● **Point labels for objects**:
__________________________________________________

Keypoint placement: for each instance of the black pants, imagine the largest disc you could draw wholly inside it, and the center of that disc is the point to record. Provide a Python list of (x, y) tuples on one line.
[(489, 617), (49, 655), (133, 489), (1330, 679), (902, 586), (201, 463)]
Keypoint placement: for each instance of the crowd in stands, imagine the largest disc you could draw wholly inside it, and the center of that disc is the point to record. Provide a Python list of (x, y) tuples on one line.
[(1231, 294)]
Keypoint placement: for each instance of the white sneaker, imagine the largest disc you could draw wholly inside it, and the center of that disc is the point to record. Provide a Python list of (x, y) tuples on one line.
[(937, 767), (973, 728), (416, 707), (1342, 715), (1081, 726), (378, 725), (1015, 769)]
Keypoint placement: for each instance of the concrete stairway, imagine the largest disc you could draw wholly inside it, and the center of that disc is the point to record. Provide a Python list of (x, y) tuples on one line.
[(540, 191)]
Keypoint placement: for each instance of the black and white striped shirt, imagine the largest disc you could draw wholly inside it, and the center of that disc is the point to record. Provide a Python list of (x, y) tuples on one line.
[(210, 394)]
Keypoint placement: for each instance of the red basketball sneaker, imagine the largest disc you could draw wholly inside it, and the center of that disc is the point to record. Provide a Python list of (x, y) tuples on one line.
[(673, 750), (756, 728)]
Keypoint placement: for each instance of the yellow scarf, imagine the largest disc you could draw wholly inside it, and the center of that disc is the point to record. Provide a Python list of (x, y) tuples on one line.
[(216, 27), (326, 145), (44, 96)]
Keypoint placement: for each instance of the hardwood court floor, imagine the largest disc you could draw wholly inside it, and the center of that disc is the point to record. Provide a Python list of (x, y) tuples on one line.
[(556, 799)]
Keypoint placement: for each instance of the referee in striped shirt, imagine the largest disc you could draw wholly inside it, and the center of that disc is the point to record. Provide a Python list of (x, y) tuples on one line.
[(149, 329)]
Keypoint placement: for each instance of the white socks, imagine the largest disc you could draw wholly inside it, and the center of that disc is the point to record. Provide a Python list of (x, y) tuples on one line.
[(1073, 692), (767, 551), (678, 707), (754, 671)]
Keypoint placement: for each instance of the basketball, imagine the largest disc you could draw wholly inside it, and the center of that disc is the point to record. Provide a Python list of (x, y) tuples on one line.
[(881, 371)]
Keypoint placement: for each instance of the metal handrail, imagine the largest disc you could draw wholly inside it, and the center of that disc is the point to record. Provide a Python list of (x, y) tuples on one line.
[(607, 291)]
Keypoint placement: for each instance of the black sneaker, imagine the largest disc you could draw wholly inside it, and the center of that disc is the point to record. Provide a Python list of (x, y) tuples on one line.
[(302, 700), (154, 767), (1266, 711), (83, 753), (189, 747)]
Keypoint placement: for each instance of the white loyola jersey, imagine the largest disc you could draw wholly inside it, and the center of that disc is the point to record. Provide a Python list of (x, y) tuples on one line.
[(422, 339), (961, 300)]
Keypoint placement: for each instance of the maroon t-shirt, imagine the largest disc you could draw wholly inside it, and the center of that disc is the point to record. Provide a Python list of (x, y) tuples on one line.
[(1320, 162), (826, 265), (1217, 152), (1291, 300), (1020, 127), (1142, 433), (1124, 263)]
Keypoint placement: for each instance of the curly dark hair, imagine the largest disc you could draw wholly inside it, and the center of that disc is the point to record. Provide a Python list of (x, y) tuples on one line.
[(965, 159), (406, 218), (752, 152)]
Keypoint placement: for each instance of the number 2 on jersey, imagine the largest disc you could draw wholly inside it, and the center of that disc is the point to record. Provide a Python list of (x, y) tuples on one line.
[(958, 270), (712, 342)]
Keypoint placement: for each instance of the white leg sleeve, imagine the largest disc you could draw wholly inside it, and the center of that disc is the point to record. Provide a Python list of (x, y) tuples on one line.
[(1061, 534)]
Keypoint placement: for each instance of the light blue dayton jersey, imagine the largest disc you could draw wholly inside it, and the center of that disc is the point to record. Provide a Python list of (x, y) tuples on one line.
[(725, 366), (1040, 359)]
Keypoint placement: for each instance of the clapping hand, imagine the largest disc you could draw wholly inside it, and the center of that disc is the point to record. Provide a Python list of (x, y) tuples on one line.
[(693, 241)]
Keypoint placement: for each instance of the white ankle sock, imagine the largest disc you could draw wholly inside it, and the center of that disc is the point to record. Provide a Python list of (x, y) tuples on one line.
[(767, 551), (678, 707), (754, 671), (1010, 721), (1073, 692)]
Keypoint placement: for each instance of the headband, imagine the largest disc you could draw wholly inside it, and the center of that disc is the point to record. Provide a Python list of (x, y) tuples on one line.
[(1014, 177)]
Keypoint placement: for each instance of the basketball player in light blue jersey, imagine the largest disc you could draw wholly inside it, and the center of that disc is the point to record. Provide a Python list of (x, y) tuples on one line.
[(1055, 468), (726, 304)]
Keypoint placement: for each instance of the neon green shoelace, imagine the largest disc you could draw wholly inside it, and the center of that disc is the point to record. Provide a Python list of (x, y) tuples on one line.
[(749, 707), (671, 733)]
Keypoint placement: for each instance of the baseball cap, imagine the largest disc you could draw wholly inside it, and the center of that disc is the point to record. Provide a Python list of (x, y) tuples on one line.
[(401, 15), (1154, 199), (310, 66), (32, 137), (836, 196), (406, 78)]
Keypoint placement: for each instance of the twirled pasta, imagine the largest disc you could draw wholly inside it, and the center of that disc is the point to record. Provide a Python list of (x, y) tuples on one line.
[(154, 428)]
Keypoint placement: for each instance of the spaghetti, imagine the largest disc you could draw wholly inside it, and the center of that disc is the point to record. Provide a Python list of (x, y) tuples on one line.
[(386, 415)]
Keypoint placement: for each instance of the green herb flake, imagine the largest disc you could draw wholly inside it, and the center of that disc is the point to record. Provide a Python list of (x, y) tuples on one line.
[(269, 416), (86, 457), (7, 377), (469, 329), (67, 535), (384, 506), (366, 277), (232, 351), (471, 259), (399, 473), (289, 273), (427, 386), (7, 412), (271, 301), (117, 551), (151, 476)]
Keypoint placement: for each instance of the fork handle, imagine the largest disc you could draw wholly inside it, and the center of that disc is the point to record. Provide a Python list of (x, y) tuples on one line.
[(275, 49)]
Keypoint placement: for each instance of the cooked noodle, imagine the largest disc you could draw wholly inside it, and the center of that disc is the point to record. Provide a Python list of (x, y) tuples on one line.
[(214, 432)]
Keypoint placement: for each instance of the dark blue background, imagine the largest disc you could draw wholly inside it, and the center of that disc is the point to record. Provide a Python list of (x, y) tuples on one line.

__________________________________________________

● **GOAL**: Reproduce all of the records above verbatim, keeping every line unchanged.

● **RESULT**:
Keypoint placement: for each instance of the black pants, imagine the largest disc you could draw wholly inside it, and the center of that disc is the point to record. Provide a Python list of (x, y) tuples on one line.
[(489, 617), (49, 655), (133, 489), (1330, 679), (902, 586), (201, 463)]
Keypoint placement: for each instance of the crowd in stands, imagine the largest disc you could draw wholly inside it, and the center of that disc is the point to record. Provide a Python list of (x, y) tuples on one line.
[(1231, 294)]
Keypoint placement: for each instance of the white sneaker, imagine the largest disc you could draw wholly inside it, and the center of that disc is the point to record. Provide a Python list of (x, y) tuples on one line.
[(937, 767), (973, 728), (416, 707), (1342, 715), (1081, 726), (378, 725), (1015, 769)]
Keypoint placement: for each instance of the concrete stairway, imagine the largest disc you could draw wholly inside it, and the center of that disc is the point to record. Provide a Python list of (x, y) tuples on one line.
[(540, 191)]
Keypoint placement: for each instance of the black and white striped shirt, imagine the largest disc you could draw wholly inside it, and the center of that disc is the point to record. Provide a Python list of (x, y) tuples on one line.
[(210, 394)]
Keypoint placement: for each instance of the red basketball sneaker, imagine the largest disc you could draw wholly inside it, and the center of that disc is the point to record. Provide a Python list of (x, y) tuples on one line.
[(673, 750), (756, 728)]
Keypoint placement: for each instance of the yellow scarf, imagine the largest disc you could draw wholly inside it, and the center of that disc is the point to record. Provide a Python list of (x, y) tuples on one line.
[(216, 27), (326, 145), (44, 96)]
Keypoint placement: for each instance of the hardwood court floor, imagine the largest disc you could draw wholly inside it, and the center of that disc is the point to record. Provide a Python list of (x, y) tuples on one line.
[(556, 799)]
Keypoint placement: for each instance of the referee in striped shirt, imagine the largest disc you could draw wholly inside it, and the center of that disc is the point to record. Provide a Python list of (x, y) tuples on one line.
[(149, 329)]
Keypoint placement: for each instance of the white socks, imagine the largest disc you could draw wholly inside it, and the center of that disc is the point to record. Provide a Python list of (x, y) tuples on one line.
[(1073, 692), (767, 551), (678, 707), (754, 671)]
Keypoint placement: for each instance of the basketball, imagine the largest disc you could draw wholly inside it, and the center of that disc is the point to record. Provide a Python list of (x, y) tuples on one line.
[(881, 371)]
Keypoint placement: for each instance of the metal handrail, imagine the largest disc you could draw wholly inside it, and the center of that disc is the point to record. Provide a Python list of (x, y) tuples on one line.
[(607, 291)]
Keypoint placement: for each instance of the black sneaker, imagine the largest disc you could draw wholly inside it, and the center of that disc is the point to record. Provide a Python list of (x, y) tuples on one line.
[(302, 700), (154, 767), (1266, 711), (83, 753), (189, 747)]
Keypoint placement: for each instance of the white loyola jersey, imagine the largest disc you could draw wholly inside it, and the center of that disc is the point to record. Provide a Python list of (x, y) tuples on one line.
[(422, 339), (961, 300)]
Keypoint placement: for each instance of the maroon t-shirt, imagine the largest disc you could draw wholly inside it, and the center of that disc is the point to record. Provide a Python list of (x, y) tuples on one line.
[(1320, 162), (826, 265), (1217, 152), (1291, 300), (1020, 127), (1142, 433), (1124, 263)]
Keypoint placement: for each instance of the curly dark hair, imagine the largest disc you could draw wholly inside it, and the center of that disc is the point to record. Provide a Python list of (x, y) tuples on one line.
[(965, 159), (406, 218), (752, 152)]
Keypoint placement: for each instance of the number 2 on jersey, imagine the largest disc you could draw wholly inside it, and the center of that disc is the point to record. Provide a Python list of (x, y) tuples on one line.
[(958, 270), (712, 342)]
Keypoint placement: for each instance of the white leg sleeve, imagine the largest disc you could draw wholly inside it, and the center of that disc is the point to record. Provide a Python list of (x, y) tuples on one line.
[(1061, 534)]
Keypoint placement: for each instance of the light blue dayton jersey, imagine the largest disc you could draw wholly inside it, and the center of that disc is the point to record. Provide a Python list of (x, y) tuples on one line.
[(725, 366), (1040, 359)]
Keypoint placement: for each instance of the clapping hand, imagine the largest disc you could draw wholly inside it, and the center of that disc is the point to record. Provide a Python list of (x, y) tuples on one line.
[(693, 241)]
Keypoint placement: for each instance of the white ankle sock, imagine the largest disc you could draw wholly inside it, and the center of that disc is the point to record. Provide a Python list of (x, y) tuples on one line.
[(767, 551), (678, 707), (754, 671), (1010, 721), (1073, 692)]
Keypoint placement: for each instance of the headband, imagine the largest disc you could draw wholly inside it, and the center of that disc is the point to record. Provide a Python list of (x, y) tuples on one line.
[(1014, 177)]
Keypoint placement: for each instance of the basketball player in light blue jersey, imagine the largest disc you could draw wholly inside it, and the center of that disc is the point to record. Provide a Python list of (x, y) tuples on one line.
[(1055, 468), (726, 304)]
Keypoint placement: for each instance of the neon green shoelace, imagine the largest disc you could draw wholly inside it, and the center of that disc is the point to record. Provide a Python list of (x, y) tuples on one line.
[(749, 707), (671, 733)]
Keypoint placement: for each instance of the baseball cap, imagine the largest disc you could draw wholly inside it, and the center of that disc is the point to record. Provide a Python list of (x, y) tuples on one line.
[(401, 15), (1154, 199), (310, 66), (32, 137), (836, 196), (406, 78)]
Keypoint placement: for each instance of the twirled pasta, imagine the largest disc you could draw wholly inside it, and the center of that disc is the point to record. Provide a Python list of (x, y) tuples on one line.
[(154, 428)]
Keypoint placement: for each instance of the spaghetti, imagine the largest disc you could draw wholly inside it, and the center of that disc is the point to record. Provide a Python list of (x, y) tuples on one line.
[(386, 415)]
Keypoint placement: for each instance of the green herb flake, imagine the largest disc you could draw wholly inside it, and the center of that disc is the point to record. Provide a Python list of (x, y) tuples on one line.
[(269, 416), (86, 457), (7, 377), (469, 329), (67, 535), (384, 506), (366, 277), (232, 351), (471, 259), (399, 473), (289, 273), (427, 386), (7, 412), (271, 301), (117, 551), (151, 476)]
Keypoint placement: for each instance of the fork handle, imagine the largest disc you could draw wholly inside it, and the center of that disc is the point to record. Provide a Python list of (x, y) tuples on one line.
[(275, 49)]
Keypoint placement: for each instance of the cooked noodle, imagine the largest disc you could draw wholly inside it, and the center of that disc is the point to record. Provide a Python list of (x, y) tuples on one line.
[(214, 432)]
Keypoint placement: for each instance of the dark blue background, imagine the largest disc you could draw wholly inside it, and the center of that disc is the point to record. Provide a Python list of (x, y) tuples on one line.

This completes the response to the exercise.